[start]
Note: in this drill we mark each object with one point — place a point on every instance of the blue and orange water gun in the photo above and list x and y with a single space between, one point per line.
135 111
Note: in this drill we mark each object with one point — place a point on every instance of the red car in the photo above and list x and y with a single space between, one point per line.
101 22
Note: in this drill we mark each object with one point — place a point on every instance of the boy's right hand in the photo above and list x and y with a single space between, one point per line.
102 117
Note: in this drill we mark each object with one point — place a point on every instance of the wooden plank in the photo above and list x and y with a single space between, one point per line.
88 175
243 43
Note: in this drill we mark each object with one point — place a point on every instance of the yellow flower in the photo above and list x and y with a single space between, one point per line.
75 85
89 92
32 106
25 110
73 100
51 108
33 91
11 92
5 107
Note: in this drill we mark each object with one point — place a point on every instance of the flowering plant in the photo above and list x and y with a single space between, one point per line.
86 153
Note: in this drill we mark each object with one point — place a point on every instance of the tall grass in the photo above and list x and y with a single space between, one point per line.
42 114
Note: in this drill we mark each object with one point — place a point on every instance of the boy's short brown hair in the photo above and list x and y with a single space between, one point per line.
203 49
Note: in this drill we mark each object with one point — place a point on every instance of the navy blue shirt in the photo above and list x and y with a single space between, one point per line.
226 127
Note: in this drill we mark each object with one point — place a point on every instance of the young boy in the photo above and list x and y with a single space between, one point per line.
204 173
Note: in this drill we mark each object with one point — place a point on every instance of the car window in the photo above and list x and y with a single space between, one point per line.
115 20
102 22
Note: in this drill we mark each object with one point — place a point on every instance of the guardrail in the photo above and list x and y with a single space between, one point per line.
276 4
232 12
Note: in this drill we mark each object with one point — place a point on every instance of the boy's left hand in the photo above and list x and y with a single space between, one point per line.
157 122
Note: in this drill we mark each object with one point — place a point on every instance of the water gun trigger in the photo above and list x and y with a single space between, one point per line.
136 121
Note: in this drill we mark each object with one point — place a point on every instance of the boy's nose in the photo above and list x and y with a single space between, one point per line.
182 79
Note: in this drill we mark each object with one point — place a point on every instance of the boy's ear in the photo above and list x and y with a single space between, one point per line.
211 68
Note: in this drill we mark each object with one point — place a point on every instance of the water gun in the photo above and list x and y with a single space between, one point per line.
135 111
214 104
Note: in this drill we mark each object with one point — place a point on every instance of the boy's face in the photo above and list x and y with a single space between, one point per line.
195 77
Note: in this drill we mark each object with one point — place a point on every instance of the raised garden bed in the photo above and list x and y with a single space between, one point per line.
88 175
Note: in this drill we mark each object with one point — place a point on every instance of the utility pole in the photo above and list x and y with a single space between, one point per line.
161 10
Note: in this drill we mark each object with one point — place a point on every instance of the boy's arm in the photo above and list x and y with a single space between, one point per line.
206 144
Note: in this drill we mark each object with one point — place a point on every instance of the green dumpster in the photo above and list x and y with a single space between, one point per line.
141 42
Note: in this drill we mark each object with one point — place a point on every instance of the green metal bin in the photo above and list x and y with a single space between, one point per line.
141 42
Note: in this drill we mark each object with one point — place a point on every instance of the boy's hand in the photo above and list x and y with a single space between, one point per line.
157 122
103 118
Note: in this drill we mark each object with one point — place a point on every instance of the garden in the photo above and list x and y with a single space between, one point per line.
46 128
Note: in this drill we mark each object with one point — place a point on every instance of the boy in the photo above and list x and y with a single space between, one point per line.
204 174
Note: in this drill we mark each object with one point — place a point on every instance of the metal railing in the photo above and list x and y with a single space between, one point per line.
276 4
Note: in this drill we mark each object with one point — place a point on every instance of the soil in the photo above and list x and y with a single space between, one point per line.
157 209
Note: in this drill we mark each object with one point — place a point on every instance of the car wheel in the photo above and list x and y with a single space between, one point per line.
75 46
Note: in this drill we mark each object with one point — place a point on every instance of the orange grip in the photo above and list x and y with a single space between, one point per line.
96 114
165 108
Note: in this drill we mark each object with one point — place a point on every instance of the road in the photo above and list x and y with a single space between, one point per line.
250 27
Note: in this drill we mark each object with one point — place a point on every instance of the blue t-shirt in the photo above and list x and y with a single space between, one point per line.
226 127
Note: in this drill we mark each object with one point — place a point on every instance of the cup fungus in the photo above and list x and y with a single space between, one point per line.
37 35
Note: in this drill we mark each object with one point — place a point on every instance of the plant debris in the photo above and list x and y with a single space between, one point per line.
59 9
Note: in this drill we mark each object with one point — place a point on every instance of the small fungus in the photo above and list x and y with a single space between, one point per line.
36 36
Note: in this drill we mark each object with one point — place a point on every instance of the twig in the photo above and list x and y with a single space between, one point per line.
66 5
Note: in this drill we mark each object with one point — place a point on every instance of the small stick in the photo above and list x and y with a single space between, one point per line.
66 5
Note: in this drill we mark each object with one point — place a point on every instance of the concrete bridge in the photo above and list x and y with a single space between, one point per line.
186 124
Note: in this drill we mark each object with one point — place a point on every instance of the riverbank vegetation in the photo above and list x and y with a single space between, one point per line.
[end]
▶ WHAT TO WORK ON
Rewrite all of the entries above as a numbered list, leaving out any blank lines.

▶ THE REPLY
1. Note: in this drill we mark each object with one point — place a point on every instance of the blue and orange water gun in the photo above and list x and y with a single space between, one point per line.
2. 135 111
3. Note: in this drill we mark each object with one point — place a point on every instance of the red car in the photo above and list x and y with a single space between, one point per line.
4. 101 22
5. Note: in this drill we mark each object with one point — place a point on every instance of the boy's right hand in the photo above and list x and y with a single space between, one point per line.
6. 102 117
7. Note: in this drill we mark each object with one point — place a point on every instance of the wooden plank in the photo above and list x and y with a single space between, one point per line.
8. 88 175
9. 243 43
10. Note: in this drill we mark each object with one point — place a point on every instance of the yellow flower in the photo above and list x and y with a single space between, one point per line.
11. 75 85
12. 89 92
13. 32 106
14. 25 110
15. 73 100
16. 51 108
17. 33 91
18. 11 92
19. 5 107
20. Note: in this drill we mark each object with one point — place a point on every instance of the flowering plant in the photo above and list x and y with a single space between, one point per line.
21. 86 153
22. Note: in this drill we mark each object with one point — place a point on every instance of the tall grass in the photo above and list x and y with a single space between, one point per line.
23. 42 114
24. Note: in this drill we mark each object with one point — place a point on every instance of the boy's short brown hair in the photo above and list x and y with a single space between, one point per line.
25. 203 49
26. Note: in this drill we mark each object with one point — place a point on every instance of the navy blue shirt in the photo above and list x and y with a single space between, one point per line.
27. 226 127
28. Note: in this drill we mark each object with one point — place a point on every instance of the young boy in the photo above and list x and y with a single space between, one point per line.
29. 204 173
30. Note: in this drill we mark each object with one point — place a point on every instance of the car window in the photo above and list x and y with a single space between, one point per line.
31. 115 20
32. 102 22
33. Note: in this drill we mark each object with one point — place a point on every instance of the guardrail in the photo above and list x and y with a single space between, one point per line.
34. 276 4
35. 232 12
36. Note: in this drill we mark each object with one point — place a point on every instance of the boy's left hand in the photo above and list x and y with a single space between, one point per line.
37. 157 122
38. Note: in this drill we mark each object with one point — place a point on every instance of the water gun trigger in the photo above and list x and y with a single space between, one point per line.
39. 136 121
40. Note: in this drill we mark each object with one point — place a point on every instance of the boy's nose in the photo above and list x and y with a single space between, one point per line.
41. 182 79
42. Note: in this drill we mark each object with one point — place a point on every instance of the boy's ear in the photo above and list x and y with a single space between, one point per line.
43. 211 68
44. Note: in this drill we mark each object with one point — place a point on every instance of the water gun in the photo above and list x and y with a single space between, one point per line.
45. 135 111
46. 214 104
47. Note: in this drill we mark each object with one point — place a point on every instance of the boy's face in the photo above and list x and y with a single space between, one point per line.
48. 195 77
49. Note: in this drill we mark each object with one point — place a point on every instance of the raised garden bed in the photo above and list x and y with a single space between, one point per line.
50. 88 175
51. Note: in this drill we mark each object with one point — place a point on every instance of the utility pole in the photo above and list x and y with a single space between, one point per line.
52. 161 10
53. Note: in this drill we mark each object with one point — place a point on every instance of the boy's arm in the photo above and list x and y with a single space between, one point per line.
54. 206 144
55. Note: in this drill we mark each object with one point — place a point on every instance of the green dumpster in the photo above and list x and y with a single space between, one point per line.
56. 141 42
57. Note: in this drill we mark each object with one point — place a point on every instance of the green metal bin in the photo above and list x and y with a single space between, one point per line.
58. 141 42
59. Note: in this drill we mark each object with one point — place a point on every instance of the boy's hand in the photo above and list x and y with a single space between, one point per line.
60. 157 122
61. 103 118
62. Note: in this drill we mark each object with one point — place a point on every instance of the garden in the photo above and list x and y with a single space between, one point per line.
63. 46 128
64. Note: in this drill we mark each object with one point — place a point on every instance of the boy in the photo above and list x and y with a single space between, one point per line.
65. 204 174
66. Note: in this drill we mark each object with one point — place a point on every instance of the metal railing in the photo above and list x and y with a single space between, one point per line.
67. 276 4
68. Note: in this drill we mark each object with one point — place a point on every instance of the soil in the photo above and list x and y with a single space between, one point per line.
69. 157 209
70. Note: in this drill we mark each object with one point — place a point on every instance of the car wheel in the photo above and list x and y with a single space between, one point per line.
71. 75 46
72. Note: in this drill we mark each object with one point — place a point on every instance of the orange grip in the photo above and list x and y with a single space between, one point per line.
73. 96 114
74. 165 108
75. Note: in this drill we mark each object with one point — place a point on every instance of the road in the photo above and list x and y with a single space between, one point per line.
76. 250 27
77. Note: in this drill we mark each object with one point — place a point on every instance of the blue t-shirt in the photo above and list x and y with a single space between, one point per line.
78. 226 127
79. Note: in this drill we mark each object with one point — place a point on every instance of the cup fungus in the photo above and list x and y with a single space between, one point per line.
80. 37 35
81. Note: in this drill we mark each object with one point — place a point on every instance of the plant debris in the photo above and list x and y with a single space between, one point per line.
82. 59 9
83. Note: in this drill we mark each object with one point — place a point on every instance of the small fungus in the photo above and list x and y with a single space between, one point per line.
84. 36 36
85. Note: in this drill we mark each object with one point — place a point on every instance of the twig in the photo above and list x and y with a single space between, one point per line.
86. 66 5
87. Note: in this drill we mark each object with one point — place a point on every instance of the small stick in the photo above and list x and y with a single space between, one point per line.
88. 66 5
89. Note: in this drill we mark each object with one point — place a point on every instance of the concrete bridge in the photo above and list x and y with a single space between, one point per line.
90. 186 124
91. Note: in this drill we mark each object with one point — place a point on every instance of the riverbank vegetation in the photo above and list x and y with a single space between, one point per line.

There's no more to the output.